*** Page extract Section Begins ***
[ExI] The post-antibiotic era

BillK pharos at gmail.com
Thu Nov 21 09:24:00 UTC 2013


On Wed, Nov 20, 2013 at 11:56 PM, Anders Sandberg  wrote:
> My best estimate is around 0.1% chance per year. Over a 70 year lifespan,
> that means a total risk of 6.7%. This means it beats things like
> cerebrovascular disease, accidents, influenza, and liver disease as a
> potential cause of death. It is just that it likely either happens or it
> doesn't, unlike most of the others that have ongoing mortality.
>
> Note that from an individual perspective antibiotics resistance is likely
> about as big threat as a nuclear war to your health. It is just that from a
> global perspective nuclear wars are much worse, since they cause massive
> correlated death and damage.
<snip>
>

I am rather doubtful about how to use stats and percentages concerning
mortality risks.
Nobody gets 6% pregnant or 6% dead.

I appreciate that for large-scale national budget planning, policy
should aim to get the best return for the money spent. (Apart from the
usual political considerations of popularity, re-election and profits
for allies).

A lifetime risk of 6.7% for nuclear war sounds OK. But if you are
talking to a 60 year old politician, he is very likely to reason that
80% of his life is already over and reduce pro-rota the risk for him
personally.
*** Page extract Section Ends ***
*** Records Section Begins ***
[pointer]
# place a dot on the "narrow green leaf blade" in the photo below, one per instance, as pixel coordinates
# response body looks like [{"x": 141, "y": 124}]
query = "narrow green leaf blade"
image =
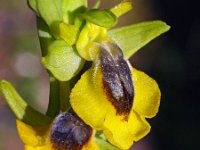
[
  {"x": 131, "y": 38},
  {"x": 62, "y": 60},
  {"x": 54, "y": 102},
  {"x": 20, "y": 108},
  {"x": 44, "y": 35},
  {"x": 104, "y": 18},
  {"x": 70, "y": 8}
]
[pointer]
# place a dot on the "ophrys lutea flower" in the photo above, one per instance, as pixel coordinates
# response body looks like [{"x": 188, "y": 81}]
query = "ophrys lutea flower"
[
  {"x": 67, "y": 132},
  {"x": 115, "y": 97},
  {"x": 112, "y": 98}
]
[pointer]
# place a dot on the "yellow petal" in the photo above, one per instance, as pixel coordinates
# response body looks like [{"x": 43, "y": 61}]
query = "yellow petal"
[
  {"x": 88, "y": 99},
  {"x": 44, "y": 147},
  {"x": 122, "y": 133},
  {"x": 138, "y": 126},
  {"x": 147, "y": 94},
  {"x": 90, "y": 145},
  {"x": 33, "y": 137}
]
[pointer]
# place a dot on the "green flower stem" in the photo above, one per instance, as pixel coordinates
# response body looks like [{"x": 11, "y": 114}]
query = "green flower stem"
[
  {"x": 65, "y": 89},
  {"x": 54, "y": 102}
]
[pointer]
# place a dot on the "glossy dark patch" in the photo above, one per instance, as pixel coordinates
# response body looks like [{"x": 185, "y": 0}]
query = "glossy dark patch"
[
  {"x": 117, "y": 78},
  {"x": 69, "y": 132}
]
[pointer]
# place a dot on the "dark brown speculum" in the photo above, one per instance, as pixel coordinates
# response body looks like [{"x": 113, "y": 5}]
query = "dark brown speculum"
[
  {"x": 69, "y": 132},
  {"x": 117, "y": 78}
]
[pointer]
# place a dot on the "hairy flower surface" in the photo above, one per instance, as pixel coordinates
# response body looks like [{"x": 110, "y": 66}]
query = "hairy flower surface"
[{"x": 115, "y": 97}]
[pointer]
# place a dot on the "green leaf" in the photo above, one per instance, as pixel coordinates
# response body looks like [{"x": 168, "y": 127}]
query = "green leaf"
[
  {"x": 54, "y": 101},
  {"x": 70, "y": 8},
  {"x": 68, "y": 33},
  {"x": 122, "y": 8},
  {"x": 104, "y": 18},
  {"x": 50, "y": 10},
  {"x": 44, "y": 35},
  {"x": 20, "y": 108},
  {"x": 32, "y": 4},
  {"x": 62, "y": 60},
  {"x": 103, "y": 145},
  {"x": 131, "y": 38},
  {"x": 96, "y": 4}
]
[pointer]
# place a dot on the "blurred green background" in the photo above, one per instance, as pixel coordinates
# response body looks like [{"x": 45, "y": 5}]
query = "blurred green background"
[{"x": 172, "y": 59}]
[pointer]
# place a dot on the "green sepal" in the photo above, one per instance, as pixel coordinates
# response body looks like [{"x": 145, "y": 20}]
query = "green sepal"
[
  {"x": 103, "y": 145},
  {"x": 62, "y": 60},
  {"x": 33, "y": 5},
  {"x": 122, "y": 8},
  {"x": 68, "y": 33},
  {"x": 50, "y": 11},
  {"x": 70, "y": 8},
  {"x": 45, "y": 36},
  {"x": 131, "y": 38},
  {"x": 96, "y": 4},
  {"x": 54, "y": 94},
  {"x": 103, "y": 18},
  {"x": 20, "y": 108}
]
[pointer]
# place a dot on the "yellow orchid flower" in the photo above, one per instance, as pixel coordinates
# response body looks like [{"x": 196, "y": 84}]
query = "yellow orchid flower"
[
  {"x": 66, "y": 133},
  {"x": 115, "y": 97}
]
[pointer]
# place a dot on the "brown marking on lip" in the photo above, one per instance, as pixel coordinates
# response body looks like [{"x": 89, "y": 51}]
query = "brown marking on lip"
[
  {"x": 117, "y": 80},
  {"x": 69, "y": 132}
]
*** Records Section Ends ***
◆ Exercise tasks:
A) Name the causes of death that the post on the post-antibiotic era says the estimated risk beats.
B) From the post on the post-antibiotic era, return the passage starting with "On Wed, Nov" and going on through "have ongoing mortality.".

◆ Answers per task:
A)
- cerebrovascular disease
- accidents
- influenza
- liver disease

B)
On Wed, Nov 20, 2013 at 11:56 PM, Anders Sandberg  wrote:
> My best estimate is around 0.1% chance per year. Over a 70 year lifespan,
> that means a total risk of 6.7%. This means it beats things like
> cerebrovascular disease, accidents, influenza, and liver disease as a
> potential cause of death. It is just that it likely either happens or it
> doesn't, unlike most of the others that have ongoing mortality.